Recorded data:

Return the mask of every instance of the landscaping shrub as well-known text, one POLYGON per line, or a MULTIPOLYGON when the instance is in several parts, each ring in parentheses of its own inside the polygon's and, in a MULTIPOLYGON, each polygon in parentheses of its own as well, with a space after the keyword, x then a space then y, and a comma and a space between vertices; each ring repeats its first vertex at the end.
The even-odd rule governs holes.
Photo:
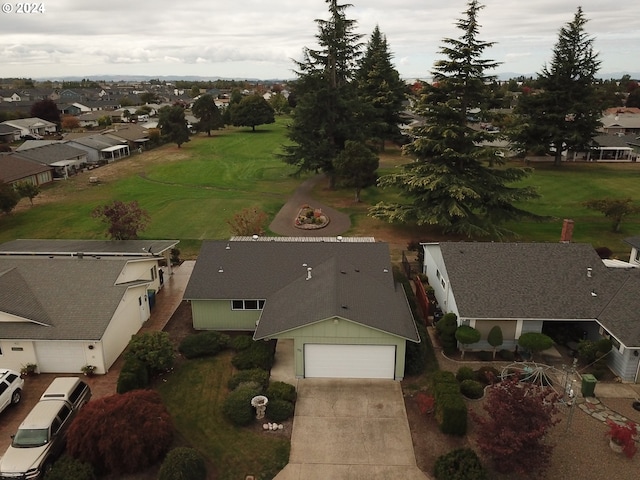
POLYGON ((502 349, 498 352, 498 356, 507 362, 513 362, 516 359, 516 354, 511 350, 502 349))
POLYGON ((146 332, 131 339, 126 358, 137 358, 155 375, 173 367, 175 353, 167 332, 146 332))
POLYGON ((260 391, 266 390, 269 385, 269 372, 261 368, 252 368, 250 370, 240 370, 229 379, 227 387, 229 390, 235 390, 244 383, 255 383, 259 385, 260 391))
POLYGON ((173 422, 154 390, 91 400, 67 434, 67 451, 100 472, 135 473, 154 465, 173 443, 173 422))
POLYGON ((96 476, 90 464, 63 455, 53 464, 44 480, 69 480, 70 478, 73 480, 95 480, 96 476))
POLYGON ((147 388, 149 386, 149 372, 147 366, 134 357, 129 357, 124 361, 120 375, 118 375, 118 383, 116 392, 126 393, 131 390, 147 388))
POLYGON ((499 325, 491 327, 491 330, 489 330, 489 334, 487 335, 487 342, 493 347, 493 358, 496 358, 496 350, 504 343, 502 329, 499 325))
MULTIPOLYGON (((414 317, 418 318, 414 313, 414 317)), ((404 354, 405 375, 420 375, 427 366, 428 335, 427 327, 421 322, 416 323, 420 343, 407 342, 407 349, 404 354)))
POLYGON ((475 373, 471 367, 460 367, 456 373, 456 380, 462 382, 463 380, 471 380, 475 378, 475 373))
POLYGON ((448 372, 446 370, 436 370, 431 374, 429 378, 430 388, 433 390, 436 385, 439 383, 458 383, 456 380, 456 376, 453 372, 448 372))
POLYGON ((296 387, 285 382, 271 382, 269 388, 267 388, 266 395, 269 403, 271 403, 272 399, 295 403, 297 397, 296 387))
POLYGON ((500 372, 497 368, 484 366, 480 367, 476 371, 474 380, 477 380, 484 385, 491 385, 492 383, 497 382, 499 378, 500 372))
POLYGON ((229 345, 229 335, 220 332, 202 332, 189 335, 180 343, 178 351, 186 358, 210 357, 229 345))
POLYGON ((261 368, 271 370, 273 365, 273 344, 269 342, 253 342, 253 344, 235 354, 231 363, 238 370, 249 370, 251 368, 261 368))
POLYGON ((234 425, 242 427, 249 425, 255 418, 251 399, 260 395, 260 390, 250 385, 241 385, 225 399, 222 405, 222 413, 234 425))
POLYGON ((200 453, 187 447, 171 450, 160 467, 158 480, 205 480, 207 466, 200 453))
POLYGON ((433 397, 438 400, 445 395, 458 395, 460 394, 460 384, 456 383, 439 383, 433 389, 433 397))
POLYGON ((284 422, 293 416, 293 410, 294 406, 291 402, 278 398, 275 400, 270 399, 267 404, 267 417, 272 422, 284 422))
POLYGON ((436 398, 436 419, 442 433, 457 436, 467 433, 467 404, 459 392, 436 398))
POLYGON ((463 380, 460 383, 460 393, 473 400, 482 398, 484 395, 484 385, 477 380, 463 380))
POLYGON ((433 469, 436 480, 488 480, 476 452, 470 448, 458 448, 436 460, 433 469))
POLYGON ((237 337, 233 337, 229 342, 229 346, 234 349, 236 352, 240 350, 246 350, 247 348, 253 345, 254 340, 249 335, 238 335, 237 337))
POLYGON ((445 354, 455 353, 458 349, 456 330, 458 329, 458 317, 455 313, 445 314, 436 322, 436 332, 440 337, 440 344, 445 354))
POLYGON ((487 352, 486 350, 480 350, 478 352, 478 360, 480 360, 481 362, 490 362, 491 360, 493 360, 493 353, 487 352))

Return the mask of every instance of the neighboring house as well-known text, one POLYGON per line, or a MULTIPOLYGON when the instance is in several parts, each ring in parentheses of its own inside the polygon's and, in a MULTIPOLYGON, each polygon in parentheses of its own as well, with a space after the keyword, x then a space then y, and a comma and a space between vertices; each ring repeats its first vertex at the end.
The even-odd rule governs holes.
POLYGON ((139 150, 149 142, 149 130, 136 124, 116 125, 104 131, 104 135, 127 142, 130 150, 139 150))
POLYGON ((602 131, 609 135, 640 135, 640 114, 638 113, 614 113, 604 115, 602 131))
POLYGON ((20 130, 20 136, 46 135, 47 133, 56 133, 57 131, 55 123, 42 120, 38 117, 7 120, 2 123, 9 125, 10 127, 18 128, 20 130))
POLYGON ((53 182, 53 168, 19 153, 0 153, 0 181, 14 185, 20 182, 47 185, 53 182))
POLYGON ((444 312, 482 334, 500 326, 502 348, 526 332, 570 325, 587 338, 611 338, 609 367, 640 381, 640 268, 605 265, 591 245, 577 243, 427 243, 424 273, 444 312), (626 268, 620 268, 626 267, 626 268))
MULTIPOLYGON (((638 135, 597 135, 593 146, 583 153, 588 162, 635 162, 640 152, 638 135)), ((575 157, 574 157, 575 158, 575 157)))
POLYGON ((106 373, 149 319, 177 241, 17 240, 0 245, 0 366, 106 373), (93 251, 93 253, 90 253, 93 251), (166 268, 166 267, 164 267, 166 268))
POLYGON ((20 150, 20 155, 47 165, 54 170, 54 177, 68 178, 87 165, 87 152, 65 143, 50 143, 20 150))
POLYGON ((83 113, 82 115, 78 115, 78 122, 80 122, 81 127, 94 128, 99 126, 100 119, 106 116, 102 111, 83 113))
POLYGON ((23 99, 22 96, 15 90, 4 90, 0 92, 0 100, 3 102, 20 102, 27 99, 23 99))
POLYGON ((202 245, 184 299, 197 330, 293 339, 296 377, 404 377, 419 342, 389 247, 372 238, 237 237, 202 245))
POLYGON ((629 263, 640 267, 640 236, 625 239, 631 245, 631 254, 629 255, 629 263))
POLYGON ((68 140, 67 144, 87 152, 87 161, 89 163, 111 163, 131 154, 129 145, 123 140, 116 140, 107 135, 93 134, 70 138, 72 139, 68 140))
POLYGON ((20 140, 20 129, 0 123, 0 143, 11 143, 20 140))

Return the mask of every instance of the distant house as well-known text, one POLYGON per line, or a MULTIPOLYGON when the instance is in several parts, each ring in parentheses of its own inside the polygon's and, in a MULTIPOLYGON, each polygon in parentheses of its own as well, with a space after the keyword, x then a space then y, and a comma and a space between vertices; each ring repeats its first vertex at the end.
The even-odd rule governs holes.
POLYGON ((130 150, 138 150, 149 142, 149 130, 136 124, 116 125, 105 130, 104 135, 127 142, 130 150))
POLYGON ((20 129, 0 123, 0 143, 11 143, 20 140, 20 129))
MULTIPOLYGON (((576 243, 426 243, 424 270, 444 312, 482 334, 490 349, 499 326, 502 348, 520 335, 559 325, 591 340, 610 338, 609 367, 640 382, 640 268, 607 266, 591 245, 576 243)), ((636 253, 637 255, 637 253, 636 253)))
POLYGON ((149 319, 177 241, 18 240, 0 245, 0 362, 106 373, 149 319), (145 251, 156 246, 158 254, 145 251), (163 267, 167 268, 167 267, 163 267), (155 295, 155 293, 153 293, 155 295), (17 300, 16 300, 17 299, 17 300))
POLYGON ((70 138, 67 144, 87 152, 87 162, 90 164, 111 163, 131 155, 126 142, 107 135, 93 134, 70 138))
POLYGON ((12 185, 20 182, 47 185, 53 182, 53 168, 16 152, 0 153, 0 181, 12 185))
POLYGON ((640 114, 613 113, 603 116, 602 131, 607 135, 640 135, 640 114))
POLYGON ((20 136, 25 135, 46 135, 48 133, 56 133, 57 126, 53 122, 42 120, 41 118, 20 118, 17 120, 6 120, 2 122, 10 127, 20 129, 20 136))
POLYGON ((389 247, 372 238, 206 241, 184 299, 197 330, 293 339, 298 378, 400 380, 420 341, 389 247))
POLYGON ((65 143, 50 143, 20 150, 22 157, 47 165, 54 170, 54 177, 67 178, 87 165, 87 152, 65 143))

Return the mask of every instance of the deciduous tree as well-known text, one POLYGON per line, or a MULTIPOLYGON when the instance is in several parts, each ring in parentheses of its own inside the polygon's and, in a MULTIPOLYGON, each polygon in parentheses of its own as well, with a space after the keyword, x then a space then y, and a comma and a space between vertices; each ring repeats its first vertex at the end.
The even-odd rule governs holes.
POLYGON ((60 126, 63 130, 73 130, 74 128, 80 128, 80 121, 78 117, 73 115, 64 115, 60 126))
POLYGON ((9 215, 20 201, 20 194, 12 185, 0 181, 0 210, 9 215))
POLYGON ((40 187, 33 182, 19 182, 16 184, 16 191, 22 198, 28 198, 33 205, 33 199, 40 195, 40 187))
POLYGON ((69 454, 97 470, 139 472, 169 451, 174 428, 155 390, 133 390, 87 403, 67 433, 69 454))
POLYGON ((480 341, 481 334, 477 329, 470 327, 469 325, 460 325, 455 333, 456 340, 462 345, 462 355, 464 358, 464 351, 467 345, 477 343, 480 341))
POLYGON ((531 352, 531 358, 553 346, 553 339, 544 333, 526 332, 518 338, 518 345, 531 352))
POLYGON ((487 166, 496 157, 481 145, 491 135, 468 125, 470 110, 486 99, 486 83, 492 77, 485 70, 498 65, 482 58, 493 45, 478 39, 482 8, 470 1, 465 17, 456 23, 461 36, 444 39, 440 53, 445 58, 436 62, 434 83, 425 86, 416 107, 424 124, 413 129, 414 141, 405 148, 414 161, 378 181, 382 187, 399 189, 403 201, 379 203, 370 215, 494 238, 510 233, 504 222, 534 217, 516 203, 536 197, 535 190, 513 185, 529 171, 487 166))
POLYGON ((633 204, 632 198, 602 198, 583 203, 590 210, 602 213, 612 221, 611 229, 618 233, 622 220, 629 215, 640 213, 640 206, 633 204))
POLYGON ((227 221, 234 235, 262 235, 267 223, 267 214, 256 207, 247 207, 227 221))
POLYGON ((215 99, 211 95, 202 95, 194 102, 191 110, 198 117, 198 130, 207 132, 209 137, 211 136, 211 130, 217 130, 224 125, 220 110, 218 110, 215 99))
POLYGON ((158 110, 158 128, 166 142, 174 142, 178 148, 189 141, 189 128, 180 105, 166 106, 158 110))
POLYGON ((31 105, 31 116, 60 125, 60 110, 58 110, 58 105, 48 98, 37 101, 31 105))
POLYGON ((560 29, 549 65, 538 74, 538 90, 521 95, 516 113, 522 127, 512 140, 525 150, 542 151, 560 165, 566 150, 586 151, 601 126, 601 102, 595 75, 600 69, 587 19, 578 7, 571 22, 560 29))
POLYGON ((299 172, 322 171, 335 186, 334 160, 347 140, 364 141, 367 118, 357 95, 353 75, 360 58, 361 35, 356 22, 346 17, 350 5, 326 0, 329 19, 316 20, 319 48, 305 48, 296 62, 293 84, 296 107, 288 129, 291 144, 282 159, 299 172))
POLYGON ((336 175, 345 187, 355 189, 355 201, 360 202, 363 188, 376 184, 378 179, 378 156, 364 143, 347 140, 334 161, 336 175))
POLYGON ((110 204, 96 207, 91 215, 109 225, 108 234, 113 240, 133 240, 138 232, 149 223, 149 213, 138 202, 129 203, 115 200, 110 204))
POLYGON ((249 95, 231 106, 231 123, 236 127, 251 127, 276 121, 273 107, 261 95, 249 95))
POLYGON ((471 412, 478 423, 478 446, 493 467, 502 473, 542 473, 553 447, 545 436, 560 419, 558 396, 550 388, 517 379, 506 380, 489 389, 481 416, 471 412))

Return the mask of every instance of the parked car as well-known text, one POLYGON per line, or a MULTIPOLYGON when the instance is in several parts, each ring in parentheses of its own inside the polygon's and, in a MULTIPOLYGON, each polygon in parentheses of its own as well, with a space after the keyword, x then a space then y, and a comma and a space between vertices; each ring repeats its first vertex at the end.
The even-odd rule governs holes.
POLYGON ((0 369, 0 412, 22 398, 24 379, 18 372, 0 369))
POLYGON ((0 459, 0 479, 41 479, 64 450, 67 430, 91 398, 78 377, 59 377, 45 390, 0 459))

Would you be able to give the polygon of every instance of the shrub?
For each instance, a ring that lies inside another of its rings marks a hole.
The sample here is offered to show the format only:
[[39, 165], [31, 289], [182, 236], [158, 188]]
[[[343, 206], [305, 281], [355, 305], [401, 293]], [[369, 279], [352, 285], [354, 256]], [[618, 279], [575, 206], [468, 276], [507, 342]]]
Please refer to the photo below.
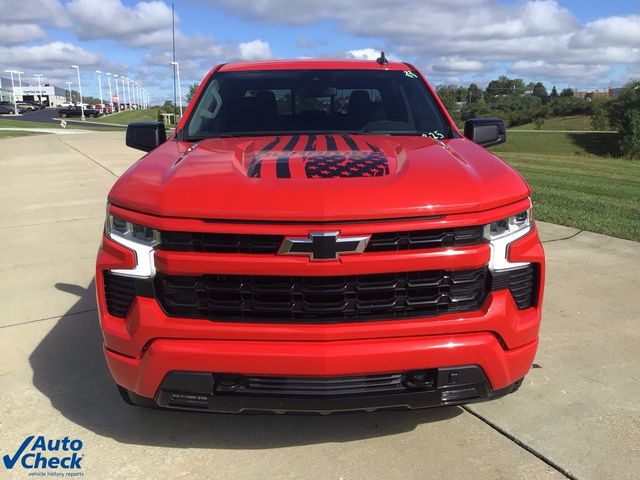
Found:
[[629, 123], [620, 131], [620, 150], [627, 158], [640, 159], [640, 111], [628, 111]]

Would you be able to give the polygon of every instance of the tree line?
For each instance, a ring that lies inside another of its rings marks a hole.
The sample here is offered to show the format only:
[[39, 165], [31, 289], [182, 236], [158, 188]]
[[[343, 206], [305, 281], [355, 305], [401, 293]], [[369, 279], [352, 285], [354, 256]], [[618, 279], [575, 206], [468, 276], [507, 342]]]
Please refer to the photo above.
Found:
[[591, 102], [574, 96], [571, 88], [551, 92], [542, 82], [525, 84], [521, 78], [501, 76], [482, 90], [477, 84], [468, 87], [441, 85], [436, 91], [456, 123], [469, 118], [499, 117], [508, 127], [534, 122], [540, 127], [545, 118], [567, 115], [591, 115]]
[[615, 98], [597, 103], [591, 125], [616, 130], [620, 153], [640, 159], [640, 81], [627, 83]]
[[640, 81], [627, 84], [615, 98], [589, 100], [574, 96], [571, 88], [558, 93], [553, 86], [548, 92], [541, 82], [525, 84], [506, 76], [492, 80], [484, 90], [472, 83], [440, 85], [436, 91], [458, 125], [470, 118], [498, 117], [507, 127], [534, 123], [540, 129], [549, 117], [589, 115], [594, 130], [618, 131], [619, 151], [612, 154], [640, 158]]

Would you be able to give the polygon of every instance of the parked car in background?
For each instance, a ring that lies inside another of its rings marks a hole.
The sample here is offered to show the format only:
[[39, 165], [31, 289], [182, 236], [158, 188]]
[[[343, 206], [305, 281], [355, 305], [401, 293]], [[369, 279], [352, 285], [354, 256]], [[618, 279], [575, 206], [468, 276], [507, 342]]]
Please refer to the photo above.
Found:
[[[102, 115], [102, 113], [99, 110], [96, 110], [93, 106], [87, 106], [84, 108], [84, 116], [87, 118], [95, 118], [99, 117], [100, 115]], [[79, 106], [73, 105], [71, 107], [59, 109], [58, 116], [60, 118], [81, 117], [82, 110]]]
[[[14, 113], [15, 112], [15, 106], [13, 104], [13, 102], [7, 102], [7, 101], [2, 101], [0, 102], [0, 113]], [[18, 108], [18, 113], [24, 113], [27, 110], [20, 106], [19, 104], [17, 105]]]
[[113, 107], [111, 106], [111, 104], [108, 104], [108, 103], [98, 103], [95, 107], [96, 107], [96, 110], [99, 110], [100, 112], [102, 112], [103, 115], [111, 113], [113, 110]]
[[0, 114], [1, 113], [13, 113], [13, 105], [0, 105]]
[[100, 117], [104, 115], [102, 109], [98, 108], [98, 105], [87, 105], [84, 110], [86, 117]]
[[16, 105], [22, 107], [27, 112], [34, 112], [38, 110], [38, 107], [33, 105], [31, 102], [17, 102]]
[[73, 107], [73, 103], [71, 102], [62, 102], [60, 105], [58, 105], [60, 108], [68, 108], [68, 107]]

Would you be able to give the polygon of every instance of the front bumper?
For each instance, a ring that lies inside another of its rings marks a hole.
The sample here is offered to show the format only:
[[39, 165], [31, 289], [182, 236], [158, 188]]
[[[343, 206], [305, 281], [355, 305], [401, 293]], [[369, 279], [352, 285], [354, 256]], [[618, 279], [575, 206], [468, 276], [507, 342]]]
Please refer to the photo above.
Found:
[[[356, 380], [351, 380], [353, 377], [323, 377], [320, 380], [264, 377], [263, 385], [270, 383], [286, 386], [290, 382], [295, 386], [304, 384], [309, 391], [301, 394], [292, 387], [289, 394], [277, 394], [273, 391], [267, 394], [247, 394], [237, 393], [237, 391], [219, 391], [229, 390], [230, 378], [233, 378], [233, 382], [242, 383], [246, 381], [246, 377], [228, 377], [203, 372], [171, 372], [162, 382], [154, 402], [157, 406], [164, 408], [208, 410], [217, 413], [269, 411], [328, 414], [388, 408], [418, 409], [478, 402], [512, 393], [522, 383], [522, 380], [518, 380], [500, 390], [492, 390], [482, 369], [477, 366], [440, 368], [420, 371], [420, 374], [429, 380], [418, 385], [408, 380], [415, 378], [411, 373], [379, 376], [384, 380], [378, 380], [376, 376], [361, 377]], [[403, 379], [402, 384], [399, 384], [394, 391], [385, 392], [383, 388], [378, 387], [379, 391], [367, 392], [367, 388], [361, 386], [361, 392], [337, 393], [340, 387], [349, 388], [350, 383], [365, 384], [366, 378], [369, 379], [370, 384], [375, 382], [382, 384], [385, 381], [388, 382], [389, 377]], [[323, 383], [327, 385], [325, 382], [340, 387], [334, 387], [332, 391], [323, 393], [321, 386]], [[239, 390], [242, 390], [242, 387]], [[145, 404], [148, 403], [145, 402]]]
[[117, 383], [154, 397], [171, 371], [333, 376], [478, 365], [493, 389], [525, 376], [538, 341], [505, 350], [491, 333], [335, 342], [172, 340], [151, 342], [139, 358], [105, 348]]

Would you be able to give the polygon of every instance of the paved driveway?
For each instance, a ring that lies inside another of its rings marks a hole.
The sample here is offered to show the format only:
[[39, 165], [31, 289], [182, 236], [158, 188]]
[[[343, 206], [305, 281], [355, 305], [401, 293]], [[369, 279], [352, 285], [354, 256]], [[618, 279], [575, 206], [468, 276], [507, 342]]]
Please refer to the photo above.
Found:
[[[36, 110], [33, 112], [25, 112], [22, 115], [0, 115], [0, 118], [5, 120], [18, 120], [24, 122], [42, 122], [42, 123], [50, 123], [53, 128], [60, 126], [60, 119], [58, 118], [58, 108], [48, 107], [42, 110]], [[92, 119], [87, 119], [87, 123], [91, 123], [91, 128], [106, 128], [109, 130], [113, 130], [113, 125], [106, 125], [103, 123], [90, 122]], [[78, 125], [87, 123], [82, 122], [78, 117], [67, 118], [67, 123], [77, 123]], [[124, 128], [124, 127], [123, 127]]]
[[[640, 474], [640, 244], [540, 224], [536, 368], [468, 408], [322, 416], [131, 408], [101, 353], [93, 264], [124, 133], [0, 140], [0, 455], [79, 438], [89, 479], [546, 479]], [[607, 212], [611, 214], [611, 212]], [[8, 471], [0, 478], [27, 478]]]

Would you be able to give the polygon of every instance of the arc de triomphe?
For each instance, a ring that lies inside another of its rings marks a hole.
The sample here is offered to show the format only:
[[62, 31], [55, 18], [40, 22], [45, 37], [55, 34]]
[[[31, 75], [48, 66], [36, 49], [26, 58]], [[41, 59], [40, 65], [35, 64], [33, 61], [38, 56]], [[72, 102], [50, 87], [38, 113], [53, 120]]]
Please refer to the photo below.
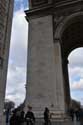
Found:
[[83, 45], [82, 0], [30, 0], [25, 108], [37, 117], [49, 107], [58, 117], [70, 105], [68, 55]]

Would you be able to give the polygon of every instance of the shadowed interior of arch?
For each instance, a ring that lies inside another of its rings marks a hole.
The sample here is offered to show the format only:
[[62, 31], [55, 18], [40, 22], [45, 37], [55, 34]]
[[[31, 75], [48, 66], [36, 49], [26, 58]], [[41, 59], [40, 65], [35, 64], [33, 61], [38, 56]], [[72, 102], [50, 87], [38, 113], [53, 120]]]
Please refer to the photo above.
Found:
[[[63, 64], [63, 77], [64, 77], [64, 86], [65, 86], [67, 104], [69, 104], [69, 98], [70, 98], [70, 86], [69, 86], [69, 83], [72, 83], [72, 81], [69, 82], [69, 79], [71, 79], [71, 77], [68, 74], [68, 63], [69, 63], [68, 62], [68, 57], [69, 57], [70, 53], [74, 49], [76, 49], [78, 47], [83, 47], [83, 16], [82, 15], [79, 15], [79, 16], [75, 17], [75, 19], [72, 18], [70, 21], [68, 21], [67, 24], [66, 24], [66, 27], [65, 27], [62, 35], [61, 35], [61, 49], [62, 49], [62, 60], [63, 60], [63, 63], [62, 63]], [[80, 55], [81, 55], [81, 53], [80, 53]], [[77, 60], [79, 60], [79, 62], [81, 62], [81, 60], [79, 59], [79, 56], [77, 57]], [[69, 65], [69, 67], [70, 67], [70, 65]], [[78, 69], [80, 68], [80, 66], [79, 67], [76, 66], [76, 67]], [[69, 69], [71, 69], [71, 68], [69, 68]], [[76, 75], [75, 78], [76, 79], [79, 78], [79, 82], [80, 82], [81, 79], [80, 79], [79, 74]], [[71, 86], [74, 86], [74, 85], [75, 86], [80, 86], [80, 83], [77, 84], [77, 81], [74, 81], [74, 82], [76, 82], [76, 85], [72, 83]], [[72, 91], [74, 94], [76, 93], [75, 90], [76, 89], [73, 89], [73, 91]], [[81, 90], [81, 88], [80, 88], [80, 90]], [[79, 93], [80, 93], [80, 91], [79, 91]], [[80, 94], [78, 94], [78, 95], [80, 96]], [[78, 98], [80, 98], [79, 96], [78, 96]]]
[[62, 35], [62, 47], [65, 56], [77, 48], [83, 46], [83, 21], [76, 20], [69, 25]]

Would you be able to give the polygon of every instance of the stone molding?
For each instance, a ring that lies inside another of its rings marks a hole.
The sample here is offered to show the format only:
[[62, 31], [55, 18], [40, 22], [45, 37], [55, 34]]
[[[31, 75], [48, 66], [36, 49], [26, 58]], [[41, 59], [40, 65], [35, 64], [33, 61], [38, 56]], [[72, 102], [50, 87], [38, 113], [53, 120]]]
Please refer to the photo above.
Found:
[[52, 15], [52, 14], [60, 14], [61, 15], [68, 15], [68, 13], [72, 13], [72, 11], [78, 11], [83, 8], [83, 1], [74, 0], [74, 1], [67, 1], [65, 3], [50, 3], [43, 6], [39, 6], [36, 8], [31, 8], [26, 10], [27, 20], [31, 18], [37, 18], [45, 15]]

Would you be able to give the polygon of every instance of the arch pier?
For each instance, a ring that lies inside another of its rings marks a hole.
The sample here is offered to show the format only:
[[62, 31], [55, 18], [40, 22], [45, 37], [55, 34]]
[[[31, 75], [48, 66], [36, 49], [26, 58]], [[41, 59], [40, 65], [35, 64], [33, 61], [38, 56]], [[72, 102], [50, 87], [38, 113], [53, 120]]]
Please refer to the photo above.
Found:
[[67, 118], [71, 97], [68, 55], [83, 46], [83, 2], [79, 0], [32, 0], [26, 10], [29, 22], [27, 105], [36, 117], [45, 107], [53, 118]]

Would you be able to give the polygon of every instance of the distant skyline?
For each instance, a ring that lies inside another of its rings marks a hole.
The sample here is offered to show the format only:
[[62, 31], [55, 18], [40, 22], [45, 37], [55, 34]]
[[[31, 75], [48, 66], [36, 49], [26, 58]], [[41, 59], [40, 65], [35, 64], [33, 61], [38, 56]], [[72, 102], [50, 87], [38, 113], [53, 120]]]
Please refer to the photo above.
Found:
[[[28, 44], [28, 22], [24, 10], [28, 0], [15, 0], [12, 23], [10, 56], [7, 76], [6, 98], [16, 106], [24, 101]], [[72, 98], [83, 104], [83, 48], [74, 50], [69, 56], [69, 76]]]

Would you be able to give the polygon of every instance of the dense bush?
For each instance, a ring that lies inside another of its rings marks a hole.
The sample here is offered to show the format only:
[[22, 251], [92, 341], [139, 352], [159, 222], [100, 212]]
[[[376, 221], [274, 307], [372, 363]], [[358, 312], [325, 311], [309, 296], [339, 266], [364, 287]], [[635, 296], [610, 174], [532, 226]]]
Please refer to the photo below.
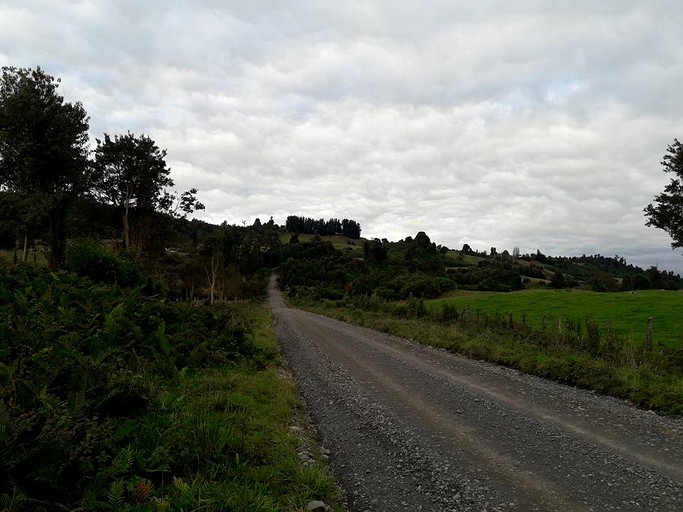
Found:
[[164, 410], [169, 382], [245, 356], [258, 361], [250, 330], [227, 306], [169, 304], [73, 275], [0, 269], [0, 499], [22, 510], [71, 510], [84, 496], [106, 499], [133, 466], [161, 484], [162, 470], [178, 463], [174, 447], [159, 439], [147, 450], [127, 445], [163, 426], [149, 422]]
[[141, 280], [140, 270], [132, 259], [108, 251], [90, 240], [70, 247], [67, 268], [98, 283], [137, 286]]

> What you will do:
Extract all lines of the records above that include "shrub".

> Exercise result:
Return the mask of every instance of the landscaping shrub as well-known text, one POLYGON per line, or a MULTIPOLYGON when the instance is in several parts, each ring in parentheses of its own inside the polygon's and, in a MULTIPOLYGON, each polygon in parentheses of its own as well, with a space after the keyword, x then a space then y, and a comma and a space between vertices; each ring repeats its first vertex at the end.
Would you be able to give the polygon of every instance of the shrub?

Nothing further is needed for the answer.